(Given text):
+===+

01-20-2010 , 06:53 PM
Quote:
Originally Posted by TurnUpTheSun
i dont get why these young kiddos come on here and ask for advice, dont answer questions people ask them which will help give the advice, then shoot down the advice and complain that no one is helping. just listen to the answers people are giving you.
Not wanting to be all psychologisty but... I think they are trying to deal with some problem e.g. fear of rejection.

As for me, well I'm dating Amy off Futurama so life's pretty sweet - her family is loaded.
01-20-2010 , 07:23 PM
Toomanyletters- "Hey hows it going" will do. Re-read yeotas post and learn how to talk to people. I almost did the facepalm irl.

Stinger- I think you're right. Normally being more forward is almost always correct but the "lets be friends" line is tough. Let it breathe for a bit and if she continues to drop hints I would be worried if nothing happened.

+===+

(Problems to solve):
[a] In the forum thread, what opening line is suggested to Toomanyletters?
[b] Transcribe the forum thread word for word, everything from "01-20-2010 , 06:53" down to "fear of rejection.".
The listing plays no part here, so you can leave it aside.

+===+

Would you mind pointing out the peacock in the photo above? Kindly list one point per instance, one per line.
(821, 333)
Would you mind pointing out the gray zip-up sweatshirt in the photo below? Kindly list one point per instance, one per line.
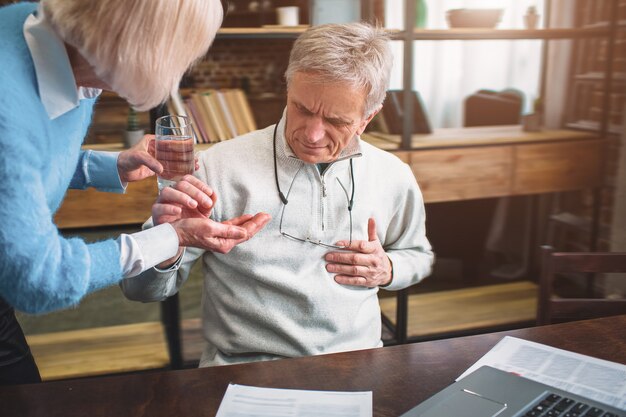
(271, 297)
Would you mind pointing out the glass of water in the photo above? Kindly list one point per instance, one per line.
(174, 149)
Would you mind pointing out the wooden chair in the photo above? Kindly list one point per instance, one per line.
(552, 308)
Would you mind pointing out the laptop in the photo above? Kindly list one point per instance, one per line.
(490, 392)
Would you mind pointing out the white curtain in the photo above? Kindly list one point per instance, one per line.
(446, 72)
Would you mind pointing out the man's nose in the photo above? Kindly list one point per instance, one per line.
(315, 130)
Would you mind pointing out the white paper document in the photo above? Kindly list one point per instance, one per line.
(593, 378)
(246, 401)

+===+

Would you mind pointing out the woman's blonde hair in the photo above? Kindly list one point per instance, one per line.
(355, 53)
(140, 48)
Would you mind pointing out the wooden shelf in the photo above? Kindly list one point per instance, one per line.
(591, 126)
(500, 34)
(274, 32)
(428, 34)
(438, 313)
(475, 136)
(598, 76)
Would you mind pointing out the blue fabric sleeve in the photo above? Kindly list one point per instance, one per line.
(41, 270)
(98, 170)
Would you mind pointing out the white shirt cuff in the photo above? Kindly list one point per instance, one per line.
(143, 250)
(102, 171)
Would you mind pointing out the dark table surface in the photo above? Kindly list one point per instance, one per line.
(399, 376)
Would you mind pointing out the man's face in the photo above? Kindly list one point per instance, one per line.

+===+

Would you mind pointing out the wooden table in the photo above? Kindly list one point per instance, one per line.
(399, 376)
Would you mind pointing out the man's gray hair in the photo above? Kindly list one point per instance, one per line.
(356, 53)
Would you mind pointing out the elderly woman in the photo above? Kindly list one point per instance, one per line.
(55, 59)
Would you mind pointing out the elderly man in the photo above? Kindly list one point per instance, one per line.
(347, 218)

+===+

(Answers):
[a] "Hey hows it going"

[b]
01-20-2010 , 06:53 PM
Quote:
Originally Posted by TurnUpTheSun
i dont get why these young kiddos come on here and ask for advice, dont answer questions people ask them which will help give the advice, then shoot down the advice and complain that no one is helping. just listen to the answers people are giving you.
Not wanting to be all psychologisty but... I think they are trying to deal with some problem e.g. fear of rejection.